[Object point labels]
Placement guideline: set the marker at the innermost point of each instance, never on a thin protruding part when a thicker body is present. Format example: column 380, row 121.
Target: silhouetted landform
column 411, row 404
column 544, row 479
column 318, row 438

▸ Requirement
Copy the records above, swapping each "marker" for "pin" and keeping all other text the same.

▸ Task output
Placement guideline: set the pin at the innermost point of each instance, never on a thin protruding part when a thicker body is present. Format example: column 380, row 121.
Target: silhouetted landform
column 411, row 404
column 544, row 479
column 318, row 438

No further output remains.